Collection entries
=-=-=
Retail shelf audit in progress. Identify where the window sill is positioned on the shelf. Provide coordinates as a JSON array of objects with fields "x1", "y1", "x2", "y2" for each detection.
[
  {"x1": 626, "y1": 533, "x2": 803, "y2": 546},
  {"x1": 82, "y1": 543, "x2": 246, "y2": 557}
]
=-=-=
* Exercise description
Rewrite the items with "window sill" replaced by "windowsill", leaving everything else unchanged.

* Exercise result
Retail shelf audit in progress. Identify where the windowsill is positioned on the shelf. Provide coordinates as a JSON array of objects with fields "x1", "y1", "x2", "y2" for each detection.
[
  {"x1": 626, "y1": 533, "x2": 803, "y2": 546},
  {"x1": 82, "y1": 543, "x2": 246, "y2": 557}
]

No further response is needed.